● What you are asked to do
Can you write out the rows again, starting at the line that has "of the turbulent" and stopping after the line that has "<point>320,250</point>", with the requests kept in and every coordinate in the answers shifted up by 22? Leave the pictures out.

● Provided information
•••••
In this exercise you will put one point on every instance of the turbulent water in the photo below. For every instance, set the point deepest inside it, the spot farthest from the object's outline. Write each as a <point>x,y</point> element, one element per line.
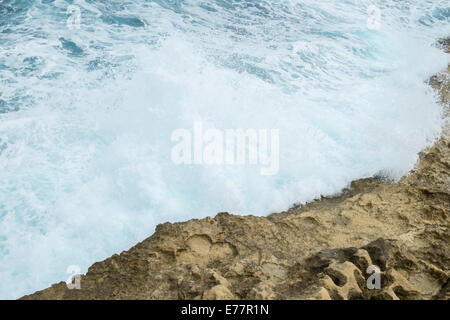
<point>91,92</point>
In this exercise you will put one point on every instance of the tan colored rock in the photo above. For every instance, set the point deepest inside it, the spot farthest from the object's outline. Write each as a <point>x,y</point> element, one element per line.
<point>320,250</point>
•••••
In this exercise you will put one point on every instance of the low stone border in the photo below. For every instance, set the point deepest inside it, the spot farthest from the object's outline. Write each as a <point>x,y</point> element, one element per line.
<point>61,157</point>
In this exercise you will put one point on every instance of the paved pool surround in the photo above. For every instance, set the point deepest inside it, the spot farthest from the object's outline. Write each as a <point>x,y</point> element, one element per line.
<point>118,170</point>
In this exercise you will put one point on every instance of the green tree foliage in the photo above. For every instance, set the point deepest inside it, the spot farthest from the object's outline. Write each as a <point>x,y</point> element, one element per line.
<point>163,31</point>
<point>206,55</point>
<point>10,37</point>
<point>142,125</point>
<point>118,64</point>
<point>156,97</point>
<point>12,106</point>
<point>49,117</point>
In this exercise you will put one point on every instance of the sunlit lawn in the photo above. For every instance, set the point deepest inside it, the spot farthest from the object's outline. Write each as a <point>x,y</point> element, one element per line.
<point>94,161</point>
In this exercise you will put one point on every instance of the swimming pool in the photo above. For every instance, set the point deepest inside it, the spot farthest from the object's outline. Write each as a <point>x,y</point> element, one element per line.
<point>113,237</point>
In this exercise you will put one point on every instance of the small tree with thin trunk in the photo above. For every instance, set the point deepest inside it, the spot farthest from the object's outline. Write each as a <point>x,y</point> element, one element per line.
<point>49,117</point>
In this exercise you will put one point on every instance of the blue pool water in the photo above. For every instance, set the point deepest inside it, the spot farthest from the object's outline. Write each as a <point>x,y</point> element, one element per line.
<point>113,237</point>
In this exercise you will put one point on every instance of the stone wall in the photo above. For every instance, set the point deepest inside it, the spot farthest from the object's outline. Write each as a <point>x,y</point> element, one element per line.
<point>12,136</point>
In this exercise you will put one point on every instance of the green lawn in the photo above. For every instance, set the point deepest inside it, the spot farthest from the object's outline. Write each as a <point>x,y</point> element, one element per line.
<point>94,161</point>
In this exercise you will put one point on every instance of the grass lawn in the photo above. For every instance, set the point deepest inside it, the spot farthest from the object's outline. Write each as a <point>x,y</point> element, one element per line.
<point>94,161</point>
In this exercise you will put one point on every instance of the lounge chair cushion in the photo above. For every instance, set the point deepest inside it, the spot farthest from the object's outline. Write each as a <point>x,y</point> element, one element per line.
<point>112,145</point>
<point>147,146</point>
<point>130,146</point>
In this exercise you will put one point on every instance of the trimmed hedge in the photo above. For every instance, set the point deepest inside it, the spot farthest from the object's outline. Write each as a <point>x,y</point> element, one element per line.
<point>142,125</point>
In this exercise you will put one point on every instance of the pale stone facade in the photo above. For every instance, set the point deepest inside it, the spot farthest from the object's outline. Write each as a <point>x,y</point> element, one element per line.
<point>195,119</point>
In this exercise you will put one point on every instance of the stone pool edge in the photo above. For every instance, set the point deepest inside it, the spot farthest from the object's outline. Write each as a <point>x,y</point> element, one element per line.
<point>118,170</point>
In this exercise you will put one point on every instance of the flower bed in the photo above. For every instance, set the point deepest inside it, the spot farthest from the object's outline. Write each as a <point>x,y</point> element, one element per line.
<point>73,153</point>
•••••
● The answer
In this exercise you will put one point on every instance of the turbulent water in the photo below. For every instance, set the point deepest inside it, the spot farthest from the object's outline. Write each as a <point>x,y</point> element, one element per line.
<point>113,114</point>
In this exercise you will put one point on every instance of the tan colored rock in the photo above. For every instance, set the point deepest inside it, the spot farthest from the object's outline. Write each as a <point>x,y</point> element, one element per line.
<point>342,272</point>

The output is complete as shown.